For each statement, say yes or no according to the Mario Barbatti biography and quote the exact words that decide it: (a) Barbatti was educated at the Federal University of Rio de Janeiro; (b) Barbatti held the Amidex Chair of Excellence at Aix Marseille University from 2015 until 2021; (c) by the end of 2025, Barbatti's scientific works had been cited about 16000 times.

▶ **PASSAGE PROVIDED**:
▬▬▬
- Born: December 28, 1971 (age 54) Petropolis, Brazil
- Education: Federal University of Rio de Janeiro
- Known for: Newton-X and Mixed quantum-classical dynamics
- Awards: Amidex Chair of Excellence ERC Advanced Grant Institut Universitaire de France
- Scientific career
- Fields: Theoretical Chemistry
- Workplaces: Aix Marseille University (current) Institut Universitaire de France (current) Max Planck Institute for Coal Research University of Vienna

= Mario Barbatti =

Brazilian chemist (born 1971)

Mario Barbatti (born December 28, 1971) is a Brazilian physicist, computational theoretical chemist, and writer. He is specialized in the development and application of mixed quantum-classical dynamics for the study of molecular excited states. He is also the leading developer of the Newton-X software package for dynamics simulations. Mario Barbatti held the Amidex Chair of Excellence at Aix Marseille University between 2015 and 2019, and has been a professor there since 2015.

== Honors and awards ==
- 2026: Senior member of the Institut Universitaire de France.
- 2021: Fellow of the European Academy of Sciences.
- 2021: Senior member of the Institut Universitaire de France.
- 2019: Opening lecture of the XX Brazilian Symposium of Theoretical Chemistry.
- 2019: ERC Advanced Grant. Mario Barbatti has been the first Brazilian scientist and the first computational chemist in France to receive this research grant.
- 2015: A*Midex Chair of Excellence.

== Scientific contributions, interests, and production ==
By the end of 2025, Mario Barbatti had published over 200 scientific works, which had been cited about 16000 times (h-index 65).
▬▬▬
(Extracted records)
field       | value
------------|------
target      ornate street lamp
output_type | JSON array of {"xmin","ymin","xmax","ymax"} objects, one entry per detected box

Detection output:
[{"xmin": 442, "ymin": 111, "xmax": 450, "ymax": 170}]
▬▬▬
▶ **WRITTEN RESPONSE**:
(a) Yes: "Education: Federal University of Rio de Janeiro"
(b) No: "held the Amidex Chair of Excellence at Aix Marseille University between 2015 and 2019"
(c) Yes: "which had been cited about 16000 times"